Imprime sin ningún cambio todas las líneas del material que aparece a continuación.

Extractos de datos de etiquetado de ubicaciones:
**********

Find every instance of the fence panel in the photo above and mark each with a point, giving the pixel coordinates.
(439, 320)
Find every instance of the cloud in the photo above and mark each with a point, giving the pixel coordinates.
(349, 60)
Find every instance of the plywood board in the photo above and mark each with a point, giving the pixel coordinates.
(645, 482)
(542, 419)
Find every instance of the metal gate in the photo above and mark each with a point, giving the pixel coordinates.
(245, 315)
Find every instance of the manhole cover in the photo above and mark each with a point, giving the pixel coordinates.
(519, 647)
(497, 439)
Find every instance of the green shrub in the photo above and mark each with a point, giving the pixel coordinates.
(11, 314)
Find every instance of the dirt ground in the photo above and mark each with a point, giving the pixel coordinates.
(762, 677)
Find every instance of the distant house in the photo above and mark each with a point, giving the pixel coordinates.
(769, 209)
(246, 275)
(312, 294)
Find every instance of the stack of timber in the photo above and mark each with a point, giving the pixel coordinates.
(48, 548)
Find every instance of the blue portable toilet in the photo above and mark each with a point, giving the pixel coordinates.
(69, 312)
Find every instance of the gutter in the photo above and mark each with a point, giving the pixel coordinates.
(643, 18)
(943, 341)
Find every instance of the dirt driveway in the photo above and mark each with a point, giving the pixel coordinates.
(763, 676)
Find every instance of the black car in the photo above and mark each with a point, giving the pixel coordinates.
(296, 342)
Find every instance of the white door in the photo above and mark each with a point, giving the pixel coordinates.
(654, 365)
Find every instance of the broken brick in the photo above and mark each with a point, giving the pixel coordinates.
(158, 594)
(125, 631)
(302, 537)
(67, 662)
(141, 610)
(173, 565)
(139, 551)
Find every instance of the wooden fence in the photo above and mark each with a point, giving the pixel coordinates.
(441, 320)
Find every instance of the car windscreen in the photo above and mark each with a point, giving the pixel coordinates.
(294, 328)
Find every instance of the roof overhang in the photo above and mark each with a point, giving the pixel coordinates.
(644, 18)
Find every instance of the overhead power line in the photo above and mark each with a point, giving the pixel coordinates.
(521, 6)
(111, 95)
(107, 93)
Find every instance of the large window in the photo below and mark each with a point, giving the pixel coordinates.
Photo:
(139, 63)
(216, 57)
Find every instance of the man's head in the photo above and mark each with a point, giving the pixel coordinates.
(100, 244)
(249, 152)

**********

**Resultado del ejercicio:**
Find every instance of the fence panel in the photo above and mark each with a point, giving the pixel coordinates.
(439, 320)
Find every instance of the cloud in the photo above and mark each with a point, giving the pixel coordinates.
(349, 60)
Find every instance of the plywood board in the photo above and mark each with a point, giving the pixel coordinates.
(645, 482)
(542, 419)
Find every instance of the metal gate in the photo above and mark each with a point, giving the pixel coordinates.
(245, 315)
Find every instance of the manhole cover in the photo above and mark each with a point, giving the pixel coordinates.
(519, 647)
(497, 439)
Find every instance of the green shrub in the photo above and mark each with a point, giving the pixel coordinates.
(11, 314)
Find every instance of the dirt ground in the photo above and mark each with a point, giving the pixel coordinates.
(762, 677)
Find every instance of the distant house in the photo above and mark each with a point, giving the pixel coordinates.
(769, 209)
(246, 275)
(312, 294)
Find every instance of the stack of timber in the photo above and mark each with a point, giving the pixel coordinates.
(48, 548)
Find every instance of the blue portable toilet in the photo above and mark each with a point, giving the pixel coordinates.
(69, 312)
Find every instance of the gutter in the photo above and mark each with a point, giving the pixel coordinates.
(643, 18)
(943, 341)
Find every instance of the dirt driveway in the photo above and mark each with a point, giving the pixel coordinates.
(763, 676)
Find every instance of the black car in the photo above and mark each with a point, giving the pixel coordinates.
(296, 342)
Find every instance of the white door in the photo above and mark each with a point, giving the pixel coordinates.
(654, 365)
Find every instance of the broken brick in the photo above and mark each with a point, giving the pixel coordinates.
(158, 594)
(125, 631)
(302, 537)
(67, 662)
(141, 610)
(173, 565)
(139, 551)
Find every instance of the wooden fence in the photo above and mark each with a point, giving the pixel coordinates.
(441, 320)
Find every instance of the car windscreen in the photo above and mark each with a point, giving the pixel coordinates.
(294, 328)
Find every instance of the roof overhang in the photo above and mark each with a point, giving the pixel coordinates.
(644, 18)
Find every instance of the overhead power line in the photo above and mark each with a point, giving the pixel coordinates.
(521, 6)
(111, 95)
(107, 93)
Find every instance of the large window in the photo below and mark each with a point, giving the pixel coordinates.
Photo:
(139, 63)
(216, 57)
Find every instance of the man's head in the photo above and mark each with a point, giving the pixel coordinates.
(100, 244)
(249, 152)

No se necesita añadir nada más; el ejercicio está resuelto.